[Entries taken from a collection]
>>>>
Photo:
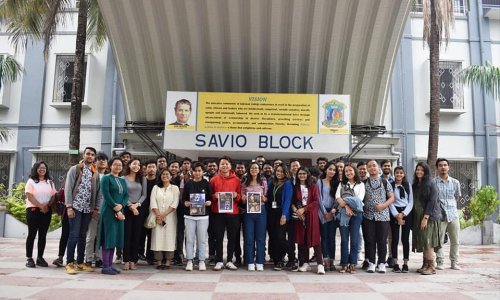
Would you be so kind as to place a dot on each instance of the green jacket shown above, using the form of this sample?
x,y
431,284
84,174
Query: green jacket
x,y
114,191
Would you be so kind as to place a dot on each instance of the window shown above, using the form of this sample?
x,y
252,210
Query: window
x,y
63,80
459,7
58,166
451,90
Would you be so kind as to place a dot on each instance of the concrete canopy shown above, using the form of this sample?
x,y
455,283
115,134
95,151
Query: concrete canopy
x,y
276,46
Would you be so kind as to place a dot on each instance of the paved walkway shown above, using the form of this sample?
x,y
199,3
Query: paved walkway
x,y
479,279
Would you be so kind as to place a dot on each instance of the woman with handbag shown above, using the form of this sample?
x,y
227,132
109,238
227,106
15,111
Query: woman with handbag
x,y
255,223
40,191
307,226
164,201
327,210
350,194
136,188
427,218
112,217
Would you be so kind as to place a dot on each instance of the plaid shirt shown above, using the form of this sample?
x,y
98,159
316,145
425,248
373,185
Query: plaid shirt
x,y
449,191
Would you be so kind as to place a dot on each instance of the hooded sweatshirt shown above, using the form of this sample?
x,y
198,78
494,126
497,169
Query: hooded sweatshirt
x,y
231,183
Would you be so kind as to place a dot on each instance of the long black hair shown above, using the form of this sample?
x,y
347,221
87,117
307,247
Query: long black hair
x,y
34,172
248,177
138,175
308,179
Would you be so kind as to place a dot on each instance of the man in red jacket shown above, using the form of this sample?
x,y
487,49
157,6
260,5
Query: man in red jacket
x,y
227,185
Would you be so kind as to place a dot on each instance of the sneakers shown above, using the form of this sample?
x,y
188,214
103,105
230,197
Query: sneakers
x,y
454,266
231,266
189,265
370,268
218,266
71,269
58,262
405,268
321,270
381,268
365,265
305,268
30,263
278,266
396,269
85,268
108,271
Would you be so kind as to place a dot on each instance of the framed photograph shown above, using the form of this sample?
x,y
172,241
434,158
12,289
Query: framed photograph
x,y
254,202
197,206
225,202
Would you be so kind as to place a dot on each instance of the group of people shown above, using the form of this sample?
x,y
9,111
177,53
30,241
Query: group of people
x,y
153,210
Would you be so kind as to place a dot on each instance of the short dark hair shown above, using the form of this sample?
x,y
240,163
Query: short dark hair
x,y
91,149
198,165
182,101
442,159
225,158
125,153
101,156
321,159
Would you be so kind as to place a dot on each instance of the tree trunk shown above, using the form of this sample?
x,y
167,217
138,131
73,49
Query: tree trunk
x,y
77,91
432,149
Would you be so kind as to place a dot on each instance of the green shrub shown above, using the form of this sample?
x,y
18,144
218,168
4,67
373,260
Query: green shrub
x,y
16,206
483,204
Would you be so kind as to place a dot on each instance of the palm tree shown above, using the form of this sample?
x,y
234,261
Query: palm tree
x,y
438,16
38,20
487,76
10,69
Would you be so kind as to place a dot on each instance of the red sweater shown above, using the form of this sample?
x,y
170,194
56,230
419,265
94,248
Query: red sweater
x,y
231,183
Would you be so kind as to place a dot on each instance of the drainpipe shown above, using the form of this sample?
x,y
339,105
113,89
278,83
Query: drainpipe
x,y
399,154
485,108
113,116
<<<<
>>>>
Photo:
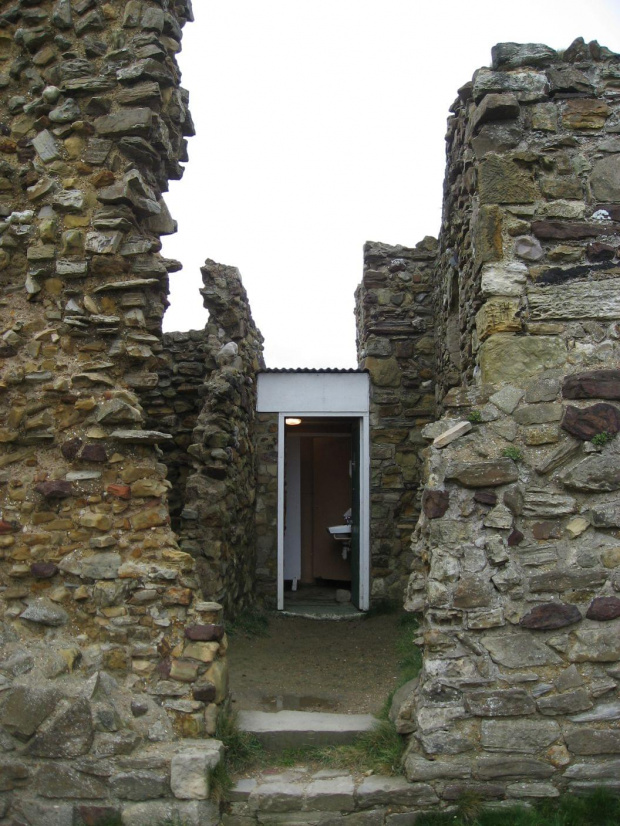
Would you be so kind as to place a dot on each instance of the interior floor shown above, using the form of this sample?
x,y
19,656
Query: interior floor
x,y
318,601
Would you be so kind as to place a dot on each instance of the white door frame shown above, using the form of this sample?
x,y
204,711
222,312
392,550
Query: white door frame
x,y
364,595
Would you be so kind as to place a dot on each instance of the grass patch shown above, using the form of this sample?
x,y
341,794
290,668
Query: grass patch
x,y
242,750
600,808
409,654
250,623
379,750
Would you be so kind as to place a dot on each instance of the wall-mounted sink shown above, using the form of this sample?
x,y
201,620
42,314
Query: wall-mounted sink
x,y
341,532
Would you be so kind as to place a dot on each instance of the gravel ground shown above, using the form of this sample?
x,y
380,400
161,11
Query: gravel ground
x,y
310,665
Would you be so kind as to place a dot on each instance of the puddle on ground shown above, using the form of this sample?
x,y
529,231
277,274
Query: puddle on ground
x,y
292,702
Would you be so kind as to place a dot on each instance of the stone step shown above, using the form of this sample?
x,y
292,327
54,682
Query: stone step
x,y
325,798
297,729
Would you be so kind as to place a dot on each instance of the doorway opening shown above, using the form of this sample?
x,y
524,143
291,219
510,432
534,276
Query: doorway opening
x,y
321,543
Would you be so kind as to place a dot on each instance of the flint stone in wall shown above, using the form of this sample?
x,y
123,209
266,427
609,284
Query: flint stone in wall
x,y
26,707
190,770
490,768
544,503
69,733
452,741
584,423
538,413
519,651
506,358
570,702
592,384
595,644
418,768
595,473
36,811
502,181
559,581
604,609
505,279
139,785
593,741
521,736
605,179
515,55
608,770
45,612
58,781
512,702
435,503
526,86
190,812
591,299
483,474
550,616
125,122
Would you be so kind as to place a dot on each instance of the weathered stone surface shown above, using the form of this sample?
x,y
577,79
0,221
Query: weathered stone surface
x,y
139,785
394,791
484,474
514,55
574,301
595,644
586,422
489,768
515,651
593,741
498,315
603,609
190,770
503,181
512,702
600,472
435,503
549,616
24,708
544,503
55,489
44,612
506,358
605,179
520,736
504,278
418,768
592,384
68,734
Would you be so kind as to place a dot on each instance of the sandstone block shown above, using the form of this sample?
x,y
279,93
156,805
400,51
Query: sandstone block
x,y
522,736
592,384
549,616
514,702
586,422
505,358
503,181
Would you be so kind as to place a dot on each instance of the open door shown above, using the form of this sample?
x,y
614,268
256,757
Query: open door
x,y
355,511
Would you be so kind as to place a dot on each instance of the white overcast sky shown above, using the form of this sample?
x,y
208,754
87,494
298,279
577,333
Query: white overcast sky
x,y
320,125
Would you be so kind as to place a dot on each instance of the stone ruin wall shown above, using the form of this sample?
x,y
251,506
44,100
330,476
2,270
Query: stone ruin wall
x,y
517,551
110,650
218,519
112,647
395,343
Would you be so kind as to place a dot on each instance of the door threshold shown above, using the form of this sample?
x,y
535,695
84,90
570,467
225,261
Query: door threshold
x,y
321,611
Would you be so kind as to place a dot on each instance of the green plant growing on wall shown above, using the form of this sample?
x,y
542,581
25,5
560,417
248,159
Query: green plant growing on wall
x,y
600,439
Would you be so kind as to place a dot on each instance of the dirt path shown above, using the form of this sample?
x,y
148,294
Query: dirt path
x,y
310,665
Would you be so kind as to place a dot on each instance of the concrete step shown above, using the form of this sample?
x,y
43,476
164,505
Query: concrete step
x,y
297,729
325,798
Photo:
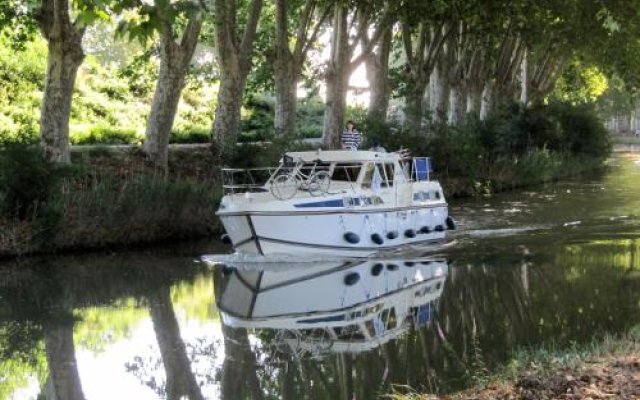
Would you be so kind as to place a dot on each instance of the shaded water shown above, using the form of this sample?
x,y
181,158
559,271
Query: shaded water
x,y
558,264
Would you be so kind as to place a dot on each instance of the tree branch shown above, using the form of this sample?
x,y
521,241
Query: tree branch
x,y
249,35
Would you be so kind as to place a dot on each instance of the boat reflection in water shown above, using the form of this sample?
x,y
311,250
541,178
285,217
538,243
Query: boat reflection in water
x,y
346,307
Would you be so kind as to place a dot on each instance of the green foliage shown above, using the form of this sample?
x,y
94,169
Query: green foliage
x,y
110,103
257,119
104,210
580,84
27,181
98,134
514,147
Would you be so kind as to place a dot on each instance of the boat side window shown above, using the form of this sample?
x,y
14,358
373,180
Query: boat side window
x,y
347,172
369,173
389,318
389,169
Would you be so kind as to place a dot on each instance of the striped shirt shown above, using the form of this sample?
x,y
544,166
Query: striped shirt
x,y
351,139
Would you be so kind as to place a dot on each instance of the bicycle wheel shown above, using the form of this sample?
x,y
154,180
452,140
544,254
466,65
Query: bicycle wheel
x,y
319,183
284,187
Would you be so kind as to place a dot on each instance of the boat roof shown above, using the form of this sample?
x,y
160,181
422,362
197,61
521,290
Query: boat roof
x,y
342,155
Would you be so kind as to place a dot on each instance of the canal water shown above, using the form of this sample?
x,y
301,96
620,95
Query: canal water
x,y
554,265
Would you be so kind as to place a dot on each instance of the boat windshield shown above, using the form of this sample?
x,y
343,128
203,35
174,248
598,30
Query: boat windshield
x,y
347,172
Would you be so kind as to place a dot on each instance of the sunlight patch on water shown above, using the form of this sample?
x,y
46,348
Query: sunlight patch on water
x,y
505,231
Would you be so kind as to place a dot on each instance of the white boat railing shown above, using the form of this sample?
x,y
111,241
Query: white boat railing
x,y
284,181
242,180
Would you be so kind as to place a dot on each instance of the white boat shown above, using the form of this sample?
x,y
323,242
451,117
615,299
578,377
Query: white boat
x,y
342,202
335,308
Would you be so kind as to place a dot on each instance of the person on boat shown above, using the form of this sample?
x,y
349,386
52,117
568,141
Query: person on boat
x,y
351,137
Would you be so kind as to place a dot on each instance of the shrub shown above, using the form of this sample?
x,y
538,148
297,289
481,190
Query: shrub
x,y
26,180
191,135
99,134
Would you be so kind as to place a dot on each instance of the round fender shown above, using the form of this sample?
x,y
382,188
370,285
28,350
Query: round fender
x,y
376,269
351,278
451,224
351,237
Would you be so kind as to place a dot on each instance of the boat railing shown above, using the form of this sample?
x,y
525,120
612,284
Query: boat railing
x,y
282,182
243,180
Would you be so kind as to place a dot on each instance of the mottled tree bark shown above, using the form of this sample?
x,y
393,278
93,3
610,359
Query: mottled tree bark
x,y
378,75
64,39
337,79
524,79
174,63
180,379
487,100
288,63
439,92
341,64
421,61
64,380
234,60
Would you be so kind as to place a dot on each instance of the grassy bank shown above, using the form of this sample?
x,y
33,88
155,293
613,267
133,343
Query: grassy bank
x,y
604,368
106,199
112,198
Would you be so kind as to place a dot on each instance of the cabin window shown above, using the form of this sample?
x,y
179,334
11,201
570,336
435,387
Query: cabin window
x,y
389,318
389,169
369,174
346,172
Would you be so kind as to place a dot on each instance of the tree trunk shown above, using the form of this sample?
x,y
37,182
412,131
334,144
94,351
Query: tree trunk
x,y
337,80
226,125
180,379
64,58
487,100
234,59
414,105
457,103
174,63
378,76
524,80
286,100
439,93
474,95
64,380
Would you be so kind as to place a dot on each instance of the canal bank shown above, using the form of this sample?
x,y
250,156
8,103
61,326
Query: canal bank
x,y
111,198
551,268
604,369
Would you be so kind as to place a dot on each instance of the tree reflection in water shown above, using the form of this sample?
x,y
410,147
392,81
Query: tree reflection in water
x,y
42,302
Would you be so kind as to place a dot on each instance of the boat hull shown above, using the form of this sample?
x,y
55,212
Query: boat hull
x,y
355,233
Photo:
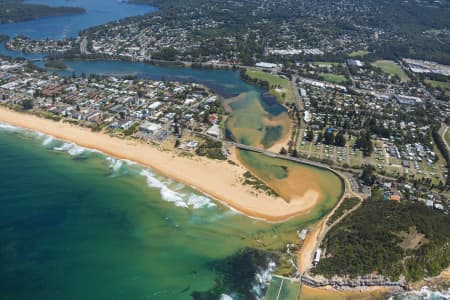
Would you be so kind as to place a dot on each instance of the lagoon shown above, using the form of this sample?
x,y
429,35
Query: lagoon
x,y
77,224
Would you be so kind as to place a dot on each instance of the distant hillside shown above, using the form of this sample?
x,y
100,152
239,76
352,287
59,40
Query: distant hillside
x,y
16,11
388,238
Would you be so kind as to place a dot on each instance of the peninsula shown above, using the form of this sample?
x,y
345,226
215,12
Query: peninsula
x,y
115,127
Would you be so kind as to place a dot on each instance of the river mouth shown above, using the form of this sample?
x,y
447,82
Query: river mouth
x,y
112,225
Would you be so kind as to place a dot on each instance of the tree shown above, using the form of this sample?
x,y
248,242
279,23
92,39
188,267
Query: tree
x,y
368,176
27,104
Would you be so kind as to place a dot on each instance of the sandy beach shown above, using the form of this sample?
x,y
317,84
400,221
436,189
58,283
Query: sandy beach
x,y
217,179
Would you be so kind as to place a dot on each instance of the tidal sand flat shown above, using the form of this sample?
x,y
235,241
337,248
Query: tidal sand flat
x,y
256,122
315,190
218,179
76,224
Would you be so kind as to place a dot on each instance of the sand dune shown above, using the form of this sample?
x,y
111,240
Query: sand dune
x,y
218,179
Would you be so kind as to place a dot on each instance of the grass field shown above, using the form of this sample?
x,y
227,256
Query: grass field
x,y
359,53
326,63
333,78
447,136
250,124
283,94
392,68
<<<<
>>>>
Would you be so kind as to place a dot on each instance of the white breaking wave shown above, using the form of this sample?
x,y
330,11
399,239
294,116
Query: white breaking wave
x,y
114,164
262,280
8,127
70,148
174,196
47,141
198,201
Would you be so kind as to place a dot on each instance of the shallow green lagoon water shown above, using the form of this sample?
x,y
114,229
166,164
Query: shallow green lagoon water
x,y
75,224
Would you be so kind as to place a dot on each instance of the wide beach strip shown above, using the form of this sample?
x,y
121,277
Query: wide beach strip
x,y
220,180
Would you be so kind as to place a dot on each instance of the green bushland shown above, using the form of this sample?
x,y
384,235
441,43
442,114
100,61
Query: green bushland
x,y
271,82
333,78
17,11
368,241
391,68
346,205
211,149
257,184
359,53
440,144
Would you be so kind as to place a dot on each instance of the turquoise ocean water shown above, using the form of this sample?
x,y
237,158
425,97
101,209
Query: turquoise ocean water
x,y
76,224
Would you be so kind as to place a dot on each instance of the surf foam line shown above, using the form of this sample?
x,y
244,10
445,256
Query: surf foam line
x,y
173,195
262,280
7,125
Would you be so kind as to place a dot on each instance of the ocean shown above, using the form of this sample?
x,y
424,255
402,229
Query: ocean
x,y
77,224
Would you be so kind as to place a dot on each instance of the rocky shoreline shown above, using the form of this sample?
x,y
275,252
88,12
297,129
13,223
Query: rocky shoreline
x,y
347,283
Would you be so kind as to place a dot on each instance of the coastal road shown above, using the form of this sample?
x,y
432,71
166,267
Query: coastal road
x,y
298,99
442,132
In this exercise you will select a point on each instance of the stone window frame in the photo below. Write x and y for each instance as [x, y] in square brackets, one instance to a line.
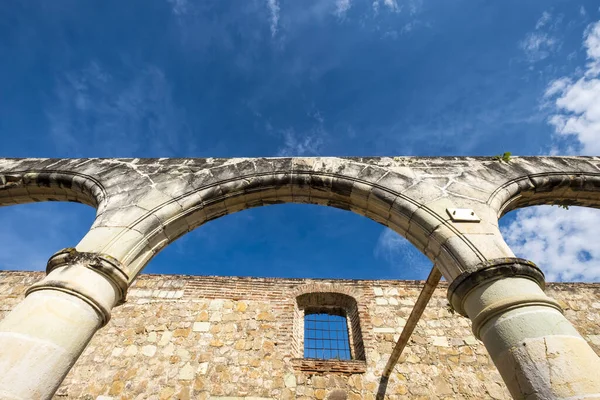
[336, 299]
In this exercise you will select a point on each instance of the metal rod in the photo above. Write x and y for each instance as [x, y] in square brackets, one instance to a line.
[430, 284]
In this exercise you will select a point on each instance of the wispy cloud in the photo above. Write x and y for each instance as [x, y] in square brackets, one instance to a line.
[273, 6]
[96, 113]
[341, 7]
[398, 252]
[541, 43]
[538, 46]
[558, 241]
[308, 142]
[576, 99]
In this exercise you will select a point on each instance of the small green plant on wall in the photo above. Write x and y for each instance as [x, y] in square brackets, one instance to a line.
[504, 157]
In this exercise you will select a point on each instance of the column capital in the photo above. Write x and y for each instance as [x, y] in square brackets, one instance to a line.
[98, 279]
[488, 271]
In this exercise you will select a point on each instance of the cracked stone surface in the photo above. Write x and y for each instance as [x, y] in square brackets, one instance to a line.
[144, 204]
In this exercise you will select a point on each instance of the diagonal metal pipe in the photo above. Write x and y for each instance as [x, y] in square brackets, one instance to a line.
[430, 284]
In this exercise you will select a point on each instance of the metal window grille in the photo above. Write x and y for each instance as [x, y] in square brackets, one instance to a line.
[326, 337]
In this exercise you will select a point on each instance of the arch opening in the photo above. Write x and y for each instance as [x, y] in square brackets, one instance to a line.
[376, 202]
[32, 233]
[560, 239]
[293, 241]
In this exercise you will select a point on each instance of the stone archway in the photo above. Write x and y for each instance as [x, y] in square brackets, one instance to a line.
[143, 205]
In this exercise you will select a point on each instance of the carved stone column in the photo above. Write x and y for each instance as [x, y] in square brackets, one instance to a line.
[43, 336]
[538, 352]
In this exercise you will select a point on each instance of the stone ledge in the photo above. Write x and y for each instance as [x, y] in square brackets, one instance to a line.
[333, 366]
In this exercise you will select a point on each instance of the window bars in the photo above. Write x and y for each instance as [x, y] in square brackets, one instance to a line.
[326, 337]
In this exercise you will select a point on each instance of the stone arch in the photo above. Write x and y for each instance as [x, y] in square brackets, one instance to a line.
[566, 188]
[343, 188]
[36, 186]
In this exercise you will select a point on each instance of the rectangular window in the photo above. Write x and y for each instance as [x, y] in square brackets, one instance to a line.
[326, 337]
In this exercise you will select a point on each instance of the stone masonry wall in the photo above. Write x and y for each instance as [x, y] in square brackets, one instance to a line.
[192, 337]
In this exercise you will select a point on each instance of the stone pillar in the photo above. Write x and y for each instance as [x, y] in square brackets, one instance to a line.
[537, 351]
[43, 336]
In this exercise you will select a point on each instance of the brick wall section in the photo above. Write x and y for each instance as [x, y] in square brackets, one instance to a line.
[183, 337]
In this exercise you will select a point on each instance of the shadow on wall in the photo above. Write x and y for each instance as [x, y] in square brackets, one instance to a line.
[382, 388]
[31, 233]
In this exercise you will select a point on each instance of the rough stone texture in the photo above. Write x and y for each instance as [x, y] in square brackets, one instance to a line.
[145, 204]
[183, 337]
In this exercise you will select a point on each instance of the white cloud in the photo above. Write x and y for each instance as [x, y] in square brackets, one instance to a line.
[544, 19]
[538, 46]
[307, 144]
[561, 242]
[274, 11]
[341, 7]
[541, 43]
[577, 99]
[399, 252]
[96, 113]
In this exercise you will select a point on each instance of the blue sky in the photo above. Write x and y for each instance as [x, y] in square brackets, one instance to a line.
<<<<
**TASK ITEM**.
Print, from the entries above, the line with "of the rough", the line with "of the blue" and all lines between them, exactly and with nothing else.

**YOUR RESPONSE**.
In this exercise you will select a point on each instance of the rough stone texture in the photo above. Write x and y for each instance as [x, y] in square brackets, one instance to a line.
[145, 204]
[183, 337]
In this exercise you will select a point on each instance of the white cloud in the photo above. Write x and y for each instance as [x, y] in square brackets, one instance to a line.
[544, 19]
[538, 46]
[307, 144]
[561, 242]
[274, 11]
[341, 7]
[541, 43]
[577, 99]
[399, 252]
[96, 113]
In this exercise you will select a point on each instance of the blue sky in the photo above. Write x and y for each instance as [x, y] in square brackets, one instance to a line.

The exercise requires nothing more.